→ Your goal: Update the data below by replacing each "setting one point on every instance" with "placing a single point on each instance" and keeping everything else the same. Leave the pictures out of your answer.

Excerpts of location labeling data:
• • • •

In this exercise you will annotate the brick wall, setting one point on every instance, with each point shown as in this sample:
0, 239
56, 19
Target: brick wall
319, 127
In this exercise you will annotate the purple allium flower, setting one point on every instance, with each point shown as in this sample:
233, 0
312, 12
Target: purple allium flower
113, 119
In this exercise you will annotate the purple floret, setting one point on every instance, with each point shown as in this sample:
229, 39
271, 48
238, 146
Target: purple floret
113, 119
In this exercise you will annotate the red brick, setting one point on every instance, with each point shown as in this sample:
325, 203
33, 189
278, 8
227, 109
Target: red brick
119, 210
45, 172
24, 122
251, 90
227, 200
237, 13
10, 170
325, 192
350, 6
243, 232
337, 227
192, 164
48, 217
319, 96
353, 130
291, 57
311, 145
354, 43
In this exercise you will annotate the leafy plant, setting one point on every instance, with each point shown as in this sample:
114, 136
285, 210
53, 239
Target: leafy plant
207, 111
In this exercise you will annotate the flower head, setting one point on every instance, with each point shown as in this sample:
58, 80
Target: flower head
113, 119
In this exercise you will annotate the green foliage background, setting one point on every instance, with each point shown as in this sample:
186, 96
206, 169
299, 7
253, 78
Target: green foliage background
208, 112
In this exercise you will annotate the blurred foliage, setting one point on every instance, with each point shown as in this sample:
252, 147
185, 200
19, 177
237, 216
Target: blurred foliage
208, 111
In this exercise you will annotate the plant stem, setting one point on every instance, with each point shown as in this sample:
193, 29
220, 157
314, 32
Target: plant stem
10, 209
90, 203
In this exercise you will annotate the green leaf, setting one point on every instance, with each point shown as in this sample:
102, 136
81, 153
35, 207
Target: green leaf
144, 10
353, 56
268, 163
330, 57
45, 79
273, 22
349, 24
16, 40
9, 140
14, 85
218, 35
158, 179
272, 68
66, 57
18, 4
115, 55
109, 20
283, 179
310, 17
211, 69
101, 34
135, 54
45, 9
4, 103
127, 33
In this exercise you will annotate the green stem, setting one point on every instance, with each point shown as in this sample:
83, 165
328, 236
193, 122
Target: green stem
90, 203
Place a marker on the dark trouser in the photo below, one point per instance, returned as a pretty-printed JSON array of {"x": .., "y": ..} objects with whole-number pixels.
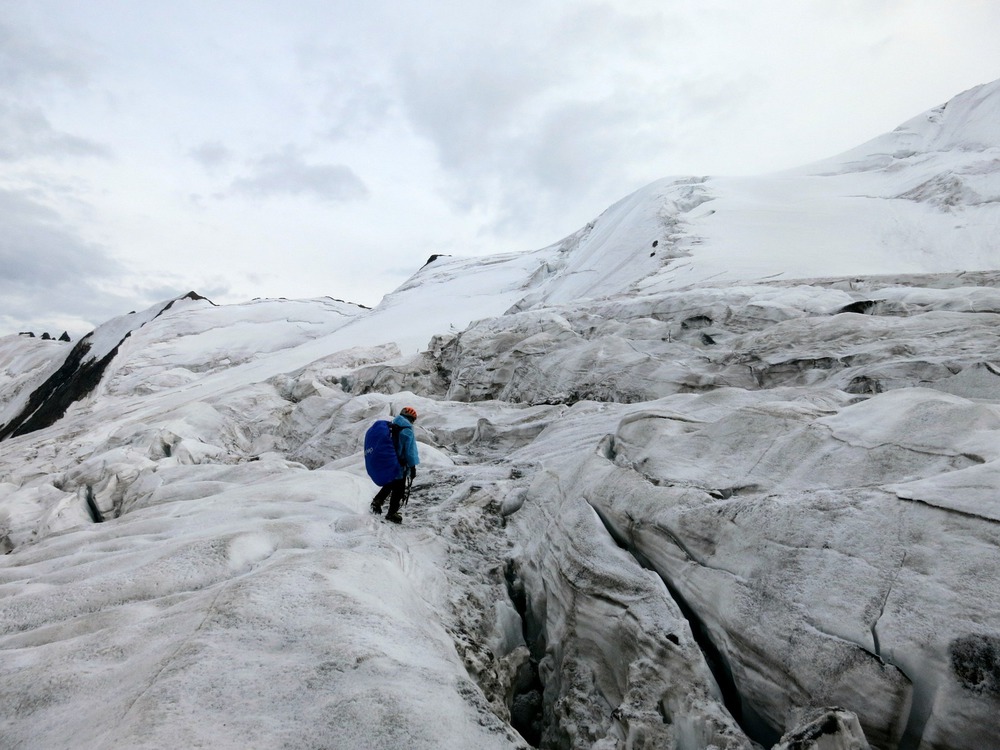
[{"x": 394, "y": 491}]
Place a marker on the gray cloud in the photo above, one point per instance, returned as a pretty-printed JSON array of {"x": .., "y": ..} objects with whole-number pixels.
[
  {"x": 38, "y": 249},
  {"x": 25, "y": 132},
  {"x": 28, "y": 68},
  {"x": 211, "y": 155},
  {"x": 25, "y": 62},
  {"x": 51, "y": 275},
  {"x": 286, "y": 173},
  {"x": 572, "y": 111}
]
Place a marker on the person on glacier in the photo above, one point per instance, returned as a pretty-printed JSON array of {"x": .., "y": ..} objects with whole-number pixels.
[{"x": 406, "y": 451}]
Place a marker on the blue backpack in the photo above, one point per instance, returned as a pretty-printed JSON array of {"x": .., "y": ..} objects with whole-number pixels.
[{"x": 381, "y": 458}]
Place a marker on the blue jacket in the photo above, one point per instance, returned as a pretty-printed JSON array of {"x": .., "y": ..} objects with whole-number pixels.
[{"x": 406, "y": 449}]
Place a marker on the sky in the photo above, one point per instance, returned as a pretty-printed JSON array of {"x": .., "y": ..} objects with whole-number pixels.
[{"x": 253, "y": 148}]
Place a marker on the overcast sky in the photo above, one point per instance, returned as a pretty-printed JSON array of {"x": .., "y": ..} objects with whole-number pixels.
[{"x": 248, "y": 148}]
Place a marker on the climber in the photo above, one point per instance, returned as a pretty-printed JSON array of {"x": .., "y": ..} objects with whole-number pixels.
[{"x": 405, "y": 448}]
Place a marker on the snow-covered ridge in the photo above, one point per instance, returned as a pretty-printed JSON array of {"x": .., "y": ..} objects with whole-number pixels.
[{"x": 718, "y": 470}]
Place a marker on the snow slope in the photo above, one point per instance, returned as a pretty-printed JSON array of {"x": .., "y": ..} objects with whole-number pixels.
[{"x": 688, "y": 494}]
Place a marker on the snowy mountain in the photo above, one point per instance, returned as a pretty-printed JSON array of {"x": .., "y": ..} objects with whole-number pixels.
[{"x": 721, "y": 469}]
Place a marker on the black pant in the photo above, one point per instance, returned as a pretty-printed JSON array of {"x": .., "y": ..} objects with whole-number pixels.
[{"x": 394, "y": 491}]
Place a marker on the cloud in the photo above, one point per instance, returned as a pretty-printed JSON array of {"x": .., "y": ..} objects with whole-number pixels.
[
  {"x": 26, "y": 63},
  {"x": 573, "y": 110},
  {"x": 52, "y": 277},
  {"x": 211, "y": 155},
  {"x": 27, "y": 68},
  {"x": 25, "y": 132},
  {"x": 285, "y": 173}
]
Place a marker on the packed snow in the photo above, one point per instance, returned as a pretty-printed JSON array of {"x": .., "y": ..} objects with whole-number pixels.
[{"x": 720, "y": 470}]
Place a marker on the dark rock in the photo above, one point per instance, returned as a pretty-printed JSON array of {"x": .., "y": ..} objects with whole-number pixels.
[{"x": 975, "y": 660}]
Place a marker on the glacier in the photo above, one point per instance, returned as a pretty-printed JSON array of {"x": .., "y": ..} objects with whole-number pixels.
[{"x": 719, "y": 470}]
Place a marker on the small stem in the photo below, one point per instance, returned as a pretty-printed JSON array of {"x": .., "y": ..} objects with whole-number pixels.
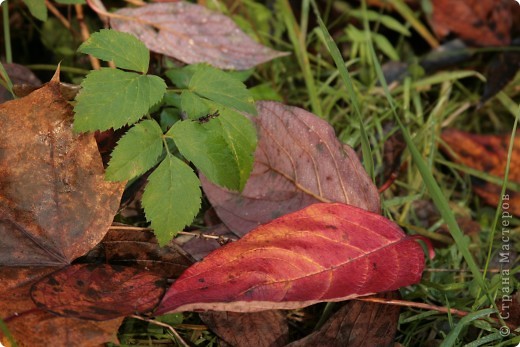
[
  {"x": 58, "y": 15},
  {"x": 85, "y": 34},
  {"x": 198, "y": 234},
  {"x": 7, "y": 33},
  {"x": 180, "y": 340}
]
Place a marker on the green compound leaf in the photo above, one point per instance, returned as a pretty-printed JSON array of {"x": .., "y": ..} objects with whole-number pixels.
[
  {"x": 125, "y": 50},
  {"x": 136, "y": 152},
  {"x": 112, "y": 98},
  {"x": 37, "y": 9},
  {"x": 222, "y": 148},
  {"x": 221, "y": 88},
  {"x": 171, "y": 198}
]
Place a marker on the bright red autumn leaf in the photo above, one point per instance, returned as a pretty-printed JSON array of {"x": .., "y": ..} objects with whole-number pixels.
[
  {"x": 299, "y": 161},
  {"x": 193, "y": 34},
  {"x": 325, "y": 252},
  {"x": 477, "y": 22}
]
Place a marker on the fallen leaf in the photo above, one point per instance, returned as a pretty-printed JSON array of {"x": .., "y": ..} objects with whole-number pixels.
[
  {"x": 98, "y": 292},
  {"x": 325, "y": 252},
  {"x": 21, "y": 77},
  {"x": 487, "y": 153},
  {"x": 193, "y": 34},
  {"x": 298, "y": 161},
  {"x": 266, "y": 329},
  {"x": 357, "y": 323},
  {"x": 477, "y": 22},
  {"x": 54, "y": 206},
  {"x": 139, "y": 249}
]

• • • •

→ The response:
In this exercise you will annotate the brick wall, placing a single point on each instance, with each point shown as in this sample:
0, 239
56, 19
Target: brick wall
319, 127
In this exercise you will annotate the purple allium flower, placing a single point on each instance, with each point shown as in this sample:
233, 0
312, 12
Target: purple allium flower
113, 119
In this exercise you will annotate the purple floret, placing a single point on each instance, with each point shown as in this sample:
229, 39
271, 48
238, 146
Target: purple floret
113, 119
In this exercise you will annotate the red brick, placing a single point on each instance, with each point shown as in this sample:
325, 203
33, 189
278, 8
227, 109
Target: red brick
119, 210
45, 172
24, 122
251, 90
227, 200
237, 13
10, 170
325, 192
350, 6
243, 232
337, 227
192, 164
48, 217
319, 96
353, 130
291, 57
311, 145
354, 43
In this exercise you will annotate the leafy plant, placing a single point on each instance, with each point shown as in this sample:
114, 136
285, 210
53, 239
Target: leafy plant
207, 111
In this exercise you will annotate the flower head, placing a single point on each instance, with each point shown as in this sample:
58, 80
Target: flower head
113, 119
In this exercise you will annotate the green foliage background, placing a single point on each instance, with each point shown as in this sample:
186, 96
206, 169
299, 7
253, 78
Target: green foliage background
208, 112
In this exercise you will annotate the blurred foliage, placing a single point on each instance, with each point shown as in this sample:
252, 147
185, 200
19, 177
237, 216
Target: blurred foliage
208, 111
In this exercise you will annotate the plant stem, placing a single point on each instance, with each point shown as in this sample:
193, 29
220, 157
314, 32
Target: plant stem
10, 209
90, 203
In this exercise you will annotate the green leaf, placing a single point on each instance, with each point shown as in this sample:
102, 136
81, 153
35, 207
Target: green leaf
144, 10
353, 56
268, 163
330, 57
45, 79
273, 22
349, 24
16, 40
9, 140
14, 85
218, 35
158, 179
272, 68
66, 57
18, 4
115, 55
109, 20
283, 179
310, 17
211, 69
101, 34
135, 54
45, 9
4, 103
127, 33
In this exercise you will annotate the green stem, placing a single point on each instance, with each point shown as in this sample:
83, 165
328, 236
193, 122
Target: green stem
90, 203
Place a marker on the dark trouser in the photo below, one point per instance, returned as a pretty-printed JSON array of {"x": .., "y": ..} objects with whole-number pixels.
[{"x": 394, "y": 491}]
Place a marker on the gray cloud in the photo above, one point per instance, returned as a pretty-printed JSON array of {"x": .., "y": ..} objects with whole-number pixels.
[
  {"x": 38, "y": 249},
  {"x": 25, "y": 132},
  {"x": 28, "y": 68},
  {"x": 211, "y": 155},
  {"x": 25, "y": 62},
  {"x": 51, "y": 275},
  {"x": 286, "y": 173},
  {"x": 572, "y": 111}
]
Place a marker on the person on glacier in the photo above, one point per instance, returned as a pretty-printed JSON array of {"x": .., "y": ..} objects with whole-number pixels.
[{"x": 406, "y": 451}]
Place a marker on the blue backpack in the photo above, one point per instance, returned as a pretty-printed JSON array of {"x": .., "y": ..} objects with whole-number pixels.
[{"x": 381, "y": 458}]
Place a marker on the blue jacket in the photo above, one point per instance, returned as a pretty-printed JSON array of {"x": .., "y": ..} objects with whole-number pixels.
[{"x": 406, "y": 449}]
Place a marker on the sky in the photo above, one point per instance, returned as a pretty-printed JSON array of {"x": .., "y": ..} objects with whole-number pixels.
[{"x": 253, "y": 148}]
Place a marker on the overcast sky in the photo above, one point per instance, returned as a pretty-printed JSON array of {"x": .., "y": ..} objects with whole-number pixels.
[{"x": 248, "y": 148}]
Place a marker on the climber in the photo above, one point per instance, returned as a pretty-printed JSON array of {"x": .., "y": ..} objects with whole-number pixels.
[{"x": 405, "y": 448}]
Place a marker on the snow-covered ridge in the photo above, one point per instance, returned as a pretty-printed JSON array of {"x": .., "y": ..} objects with whole-number pixels.
[{"x": 718, "y": 470}]
Place a marker on the snow slope in the photo above, one point per instance, returned as a pretty-printed JSON array of {"x": .., "y": ..} objects with whole-number pixels.
[{"x": 688, "y": 494}]
Place a marker on the snowy mountain in the photo above, one point per instance, returned as a pretty-printed JSON array of {"x": .., "y": ..} objects with whole-number pixels.
[{"x": 721, "y": 469}]
Place a marker on the black pant in the photo above, one point per instance, returned as a pretty-printed JSON array of {"x": .., "y": ..} objects with whole-number pixels.
[{"x": 394, "y": 491}]
Place a marker on the cloud in the photo above, one point per instance, returned as a pretty-printed JSON array of {"x": .., "y": ..} objects with whole-number pixels.
[
  {"x": 26, "y": 63},
  {"x": 573, "y": 110},
  {"x": 52, "y": 277},
  {"x": 211, "y": 155},
  {"x": 27, "y": 68},
  {"x": 25, "y": 132},
  {"x": 285, "y": 173}
]
Place a marker on the packed snow in the photo above, one point per instance, returned as a pretty-printed JSON array of {"x": .., "y": ..} objects with whole-number pixels.
[{"x": 720, "y": 470}]
Place a marker on the dark rock in the photo above, one point per instance, returned as a pretty-printed JSON array of {"x": .., "y": ..} objects with whole-number pixels.
[{"x": 975, "y": 660}]
Place a marker on the glacier in the photo above, one point per instance, returned as a pretty-printed JSON array of {"x": .., "y": ..} objects with whole-number pixels.
[{"x": 719, "y": 470}]
Place a marker on the small stem in the photo below, one point per instance, returned as a pretty-printed JSON array of {"x": .., "y": ..} objects with whole-number pixels.
[
  {"x": 58, "y": 15},
  {"x": 85, "y": 34},
  {"x": 198, "y": 234},
  {"x": 7, "y": 33},
  {"x": 180, "y": 340}
]
Place a marker on the green compound leaf in the photo above, one point per instance, returned as a pretty-printed JSON array of {"x": .., "y": ..} objects with whole-number pixels.
[
  {"x": 125, "y": 50},
  {"x": 136, "y": 152},
  {"x": 112, "y": 98},
  {"x": 37, "y": 9},
  {"x": 222, "y": 148},
  {"x": 221, "y": 88},
  {"x": 171, "y": 198}
]
Place a marker on the bright red autumn leaf in the photo above, one point per instance, returned as a pretty-printed JSON array of {"x": .., "y": ..} objects with whole-number pixels.
[
  {"x": 299, "y": 161},
  {"x": 193, "y": 34},
  {"x": 325, "y": 252},
  {"x": 477, "y": 22}
]
Place a marker on the fallen leaf in the photo above, one point per instance, returned as a pretty-printed JSON array of {"x": .., "y": ..} objects with whole-number pixels.
[
  {"x": 98, "y": 292},
  {"x": 325, "y": 252},
  {"x": 21, "y": 77},
  {"x": 487, "y": 153},
  {"x": 193, "y": 34},
  {"x": 298, "y": 161},
  {"x": 266, "y": 329},
  {"x": 357, "y": 323},
  {"x": 477, "y": 22},
  {"x": 54, "y": 206},
  {"x": 139, "y": 249}
]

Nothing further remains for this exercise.